This is an automated email from the ASF dual-hosted git repository.

alexey pushed a commit to branch master
in repository https://gitbox.apache.org/repos/asf/kudu.git


The following commit(s) were added to refs/heads/master by this push:
     new b72fc6255 [metrics] Add metrics for create and delete op time
b72fc6255 is described below

commit b72fc6255a77418ef87fc5f07476528b027c6f99
Author: kedeng <kdeng...@gmail.com>
AuthorDate: Wed Apr 17 14:10:27 2024 +0800

    [metrics] Add metrics for create and delete op time
    
    Add server-level statistics to track the time consumption of
    create tablet and delete tablet operations.
    The addition of monitoring items will aid in historical issue
    tracking and analysis, as well as facilitate the configuration
    of monitoring alarms.
    
    Change-Id: I02bd52013caa94a33143cb16ff3831a49b74bac4
    Reviewed-on: http://gerrit.cloudera.org:8080/21316
    Tested-by: Kudu Jenkins
    Reviewed-by: Alexey Serbin <ale...@apache.org>
---
 src/kudu/tserver/tablet_server-test.cc     |  7 +++++
 src/kudu/tserver/ts_tablet_manager-test.cc | 41 ++++++++++++++++++++++++++++++
 src/kudu/tserver/ts_tablet_manager.cc      | 30 ++++++++++++++++++++++
 src/kudu/tserver/ts_tablet_manager.h       |  4 +++
 4 files changed, 82 insertions(+)

• **MATERIAL SHOWN**:
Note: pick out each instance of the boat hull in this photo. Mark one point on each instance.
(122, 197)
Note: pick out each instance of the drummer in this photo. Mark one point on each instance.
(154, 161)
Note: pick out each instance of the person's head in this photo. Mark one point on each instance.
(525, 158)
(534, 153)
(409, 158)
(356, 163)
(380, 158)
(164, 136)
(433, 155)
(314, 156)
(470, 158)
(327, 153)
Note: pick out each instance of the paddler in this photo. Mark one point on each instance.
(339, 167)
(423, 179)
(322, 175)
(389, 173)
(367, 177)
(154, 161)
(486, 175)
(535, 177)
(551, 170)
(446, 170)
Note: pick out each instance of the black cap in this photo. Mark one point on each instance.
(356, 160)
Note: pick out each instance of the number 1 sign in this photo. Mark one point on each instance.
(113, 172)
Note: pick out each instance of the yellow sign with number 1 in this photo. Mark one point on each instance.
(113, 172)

• **DESCRIPTION OF THE TASK**: Please list every source file path shown in the commit email's change summary above.

• **OUTPUT FOR THIS EXERCISE**:
src/kudu/tserver/tablet_server-test.cc
src/kudu/tserver/ts_tablet_manager-test.cc
src/kudu/tserver/ts_tablet_manager.cc
src/kudu/tserver/ts_tablet_manager.h